[Stored items]

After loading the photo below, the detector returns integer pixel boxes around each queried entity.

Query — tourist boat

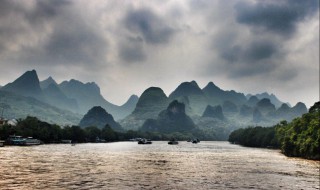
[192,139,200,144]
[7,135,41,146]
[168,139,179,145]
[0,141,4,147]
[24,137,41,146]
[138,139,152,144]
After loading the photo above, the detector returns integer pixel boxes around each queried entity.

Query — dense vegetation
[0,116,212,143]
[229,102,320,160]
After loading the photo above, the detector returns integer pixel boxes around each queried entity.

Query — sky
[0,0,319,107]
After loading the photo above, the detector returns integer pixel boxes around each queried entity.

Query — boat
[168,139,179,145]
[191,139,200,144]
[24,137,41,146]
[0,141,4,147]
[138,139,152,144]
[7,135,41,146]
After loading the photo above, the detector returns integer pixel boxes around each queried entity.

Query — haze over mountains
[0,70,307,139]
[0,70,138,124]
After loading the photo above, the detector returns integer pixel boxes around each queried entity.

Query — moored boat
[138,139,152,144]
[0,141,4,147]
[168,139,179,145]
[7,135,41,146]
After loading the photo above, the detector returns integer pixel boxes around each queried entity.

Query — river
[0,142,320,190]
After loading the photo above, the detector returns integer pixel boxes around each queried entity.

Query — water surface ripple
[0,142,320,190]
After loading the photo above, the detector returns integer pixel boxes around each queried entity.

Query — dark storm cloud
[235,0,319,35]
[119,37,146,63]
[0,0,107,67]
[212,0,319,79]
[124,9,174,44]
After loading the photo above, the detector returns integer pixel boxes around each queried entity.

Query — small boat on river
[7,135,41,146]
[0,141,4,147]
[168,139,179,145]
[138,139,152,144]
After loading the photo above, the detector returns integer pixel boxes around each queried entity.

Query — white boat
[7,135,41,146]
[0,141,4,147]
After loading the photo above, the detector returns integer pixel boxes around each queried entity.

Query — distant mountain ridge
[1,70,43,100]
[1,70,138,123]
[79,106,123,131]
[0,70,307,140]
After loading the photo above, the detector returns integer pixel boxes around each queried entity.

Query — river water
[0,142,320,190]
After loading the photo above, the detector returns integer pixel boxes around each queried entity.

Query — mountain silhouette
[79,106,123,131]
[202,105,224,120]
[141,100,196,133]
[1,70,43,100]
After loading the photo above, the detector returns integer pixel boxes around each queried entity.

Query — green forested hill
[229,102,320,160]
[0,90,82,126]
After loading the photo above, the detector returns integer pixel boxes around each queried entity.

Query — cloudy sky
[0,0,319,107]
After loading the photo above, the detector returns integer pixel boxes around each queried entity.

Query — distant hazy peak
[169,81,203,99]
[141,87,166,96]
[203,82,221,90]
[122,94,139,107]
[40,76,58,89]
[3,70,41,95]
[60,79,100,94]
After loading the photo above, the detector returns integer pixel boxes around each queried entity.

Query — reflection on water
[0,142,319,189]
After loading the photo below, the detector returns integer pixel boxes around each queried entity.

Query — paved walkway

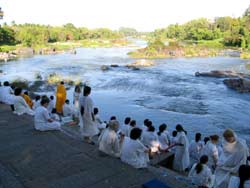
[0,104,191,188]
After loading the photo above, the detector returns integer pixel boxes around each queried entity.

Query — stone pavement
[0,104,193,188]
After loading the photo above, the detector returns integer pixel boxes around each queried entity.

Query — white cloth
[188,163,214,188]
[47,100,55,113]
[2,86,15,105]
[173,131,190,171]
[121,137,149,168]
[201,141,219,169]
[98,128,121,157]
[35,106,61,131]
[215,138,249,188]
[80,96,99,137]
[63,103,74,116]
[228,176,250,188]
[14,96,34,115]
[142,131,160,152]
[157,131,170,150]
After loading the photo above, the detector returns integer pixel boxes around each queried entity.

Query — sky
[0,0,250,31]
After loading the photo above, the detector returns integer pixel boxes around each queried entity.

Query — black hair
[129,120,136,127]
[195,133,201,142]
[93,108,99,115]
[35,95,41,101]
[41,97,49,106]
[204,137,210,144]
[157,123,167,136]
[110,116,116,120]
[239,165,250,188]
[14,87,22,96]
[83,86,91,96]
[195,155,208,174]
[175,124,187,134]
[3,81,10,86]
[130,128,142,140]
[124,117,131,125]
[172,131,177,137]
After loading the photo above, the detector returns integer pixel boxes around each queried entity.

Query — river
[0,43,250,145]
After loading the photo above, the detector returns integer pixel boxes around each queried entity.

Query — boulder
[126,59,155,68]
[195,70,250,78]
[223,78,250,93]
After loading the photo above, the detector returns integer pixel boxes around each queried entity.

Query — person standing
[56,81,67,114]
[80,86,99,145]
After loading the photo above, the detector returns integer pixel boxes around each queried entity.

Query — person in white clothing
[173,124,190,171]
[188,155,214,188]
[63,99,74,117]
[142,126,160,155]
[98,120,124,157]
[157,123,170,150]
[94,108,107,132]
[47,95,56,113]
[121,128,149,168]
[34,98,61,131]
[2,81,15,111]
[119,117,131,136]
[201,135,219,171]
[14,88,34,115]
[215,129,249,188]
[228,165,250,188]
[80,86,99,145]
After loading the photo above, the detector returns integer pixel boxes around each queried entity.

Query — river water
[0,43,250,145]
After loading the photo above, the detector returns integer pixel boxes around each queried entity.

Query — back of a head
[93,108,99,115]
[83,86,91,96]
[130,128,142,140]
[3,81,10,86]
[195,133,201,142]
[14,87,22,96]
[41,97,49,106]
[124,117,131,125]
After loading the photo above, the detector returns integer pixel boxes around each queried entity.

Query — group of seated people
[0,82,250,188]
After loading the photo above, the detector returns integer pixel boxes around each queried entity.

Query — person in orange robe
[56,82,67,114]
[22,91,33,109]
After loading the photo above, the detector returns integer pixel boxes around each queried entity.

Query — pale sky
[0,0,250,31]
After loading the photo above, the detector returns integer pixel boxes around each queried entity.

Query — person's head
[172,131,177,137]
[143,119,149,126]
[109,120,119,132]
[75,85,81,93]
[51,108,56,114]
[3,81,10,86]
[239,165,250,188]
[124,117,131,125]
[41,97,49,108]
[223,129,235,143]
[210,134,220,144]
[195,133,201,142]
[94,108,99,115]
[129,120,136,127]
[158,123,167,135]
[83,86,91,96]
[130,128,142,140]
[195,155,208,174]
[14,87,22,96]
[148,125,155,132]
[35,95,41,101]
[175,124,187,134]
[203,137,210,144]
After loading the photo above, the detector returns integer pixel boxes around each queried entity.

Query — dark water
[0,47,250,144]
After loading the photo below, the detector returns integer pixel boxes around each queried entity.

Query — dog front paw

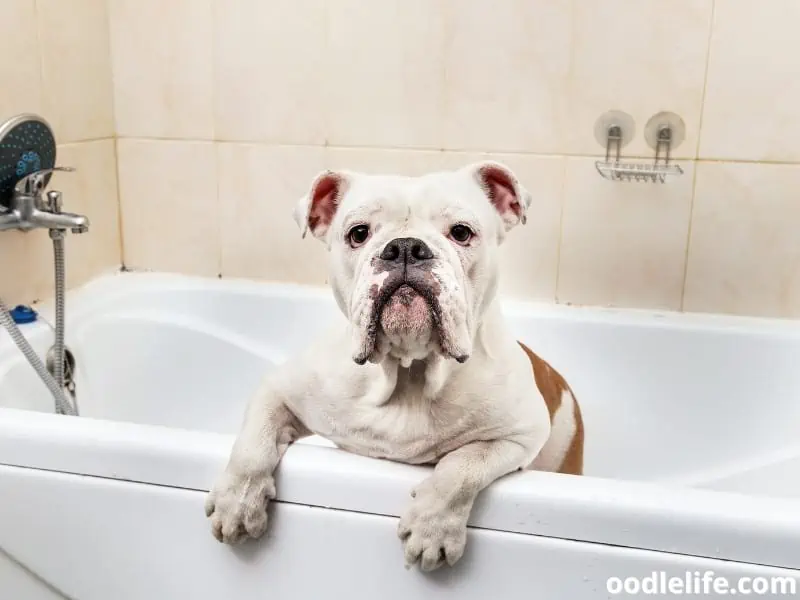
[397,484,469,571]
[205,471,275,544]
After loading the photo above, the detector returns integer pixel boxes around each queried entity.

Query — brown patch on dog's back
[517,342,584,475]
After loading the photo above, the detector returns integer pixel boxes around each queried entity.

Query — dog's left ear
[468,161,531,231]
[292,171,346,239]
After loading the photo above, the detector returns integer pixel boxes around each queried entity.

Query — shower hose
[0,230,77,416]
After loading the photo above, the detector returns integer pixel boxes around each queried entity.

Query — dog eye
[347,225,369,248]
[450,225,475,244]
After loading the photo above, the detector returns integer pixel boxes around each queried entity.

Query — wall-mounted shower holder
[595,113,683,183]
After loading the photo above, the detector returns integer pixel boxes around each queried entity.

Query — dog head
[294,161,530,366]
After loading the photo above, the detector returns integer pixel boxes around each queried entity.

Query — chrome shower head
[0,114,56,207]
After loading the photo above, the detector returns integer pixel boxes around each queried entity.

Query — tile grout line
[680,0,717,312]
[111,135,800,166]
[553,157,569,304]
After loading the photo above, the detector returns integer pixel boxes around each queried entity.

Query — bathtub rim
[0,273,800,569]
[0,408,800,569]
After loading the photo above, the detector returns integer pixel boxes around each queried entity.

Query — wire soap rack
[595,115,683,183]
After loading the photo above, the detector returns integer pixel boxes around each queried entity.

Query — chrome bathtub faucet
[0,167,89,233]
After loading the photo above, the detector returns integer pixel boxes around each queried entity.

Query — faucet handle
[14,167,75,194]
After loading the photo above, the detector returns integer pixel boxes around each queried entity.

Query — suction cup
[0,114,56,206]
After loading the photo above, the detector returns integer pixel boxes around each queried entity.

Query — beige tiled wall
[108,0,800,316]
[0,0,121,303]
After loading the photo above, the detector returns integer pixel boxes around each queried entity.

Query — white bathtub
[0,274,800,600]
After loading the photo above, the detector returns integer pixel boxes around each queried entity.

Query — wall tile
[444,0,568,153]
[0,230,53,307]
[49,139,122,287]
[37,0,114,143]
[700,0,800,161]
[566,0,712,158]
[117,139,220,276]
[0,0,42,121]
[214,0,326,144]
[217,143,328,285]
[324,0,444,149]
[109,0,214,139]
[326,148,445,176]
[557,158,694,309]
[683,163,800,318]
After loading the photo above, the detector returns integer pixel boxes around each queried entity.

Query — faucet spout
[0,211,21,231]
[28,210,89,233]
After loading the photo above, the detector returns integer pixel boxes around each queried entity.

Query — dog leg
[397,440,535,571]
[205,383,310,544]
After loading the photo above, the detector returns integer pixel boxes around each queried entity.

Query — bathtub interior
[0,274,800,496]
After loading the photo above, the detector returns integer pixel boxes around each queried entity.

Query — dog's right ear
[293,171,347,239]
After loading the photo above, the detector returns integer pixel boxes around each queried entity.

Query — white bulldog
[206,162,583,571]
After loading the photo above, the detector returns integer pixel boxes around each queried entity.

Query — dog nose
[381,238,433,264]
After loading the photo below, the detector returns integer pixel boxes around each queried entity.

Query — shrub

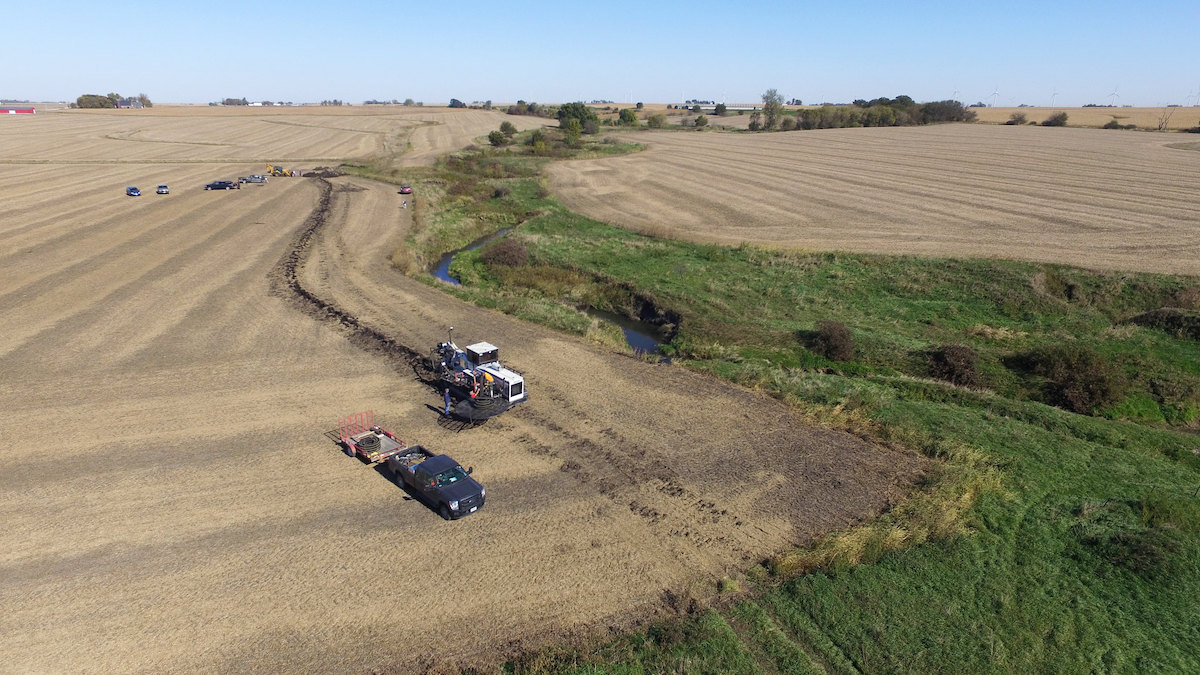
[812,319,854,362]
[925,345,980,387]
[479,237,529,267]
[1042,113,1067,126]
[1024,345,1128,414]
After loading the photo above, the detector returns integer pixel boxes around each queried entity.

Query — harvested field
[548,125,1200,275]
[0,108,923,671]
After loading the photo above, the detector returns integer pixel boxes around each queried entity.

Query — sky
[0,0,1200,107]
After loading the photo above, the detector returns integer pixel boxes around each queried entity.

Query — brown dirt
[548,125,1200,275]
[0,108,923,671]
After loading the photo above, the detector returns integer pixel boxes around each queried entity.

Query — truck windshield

What this task involves —
How many lines in the items above contain the string "wall", matching case exactly? Reply with the number alone.

Result below —
3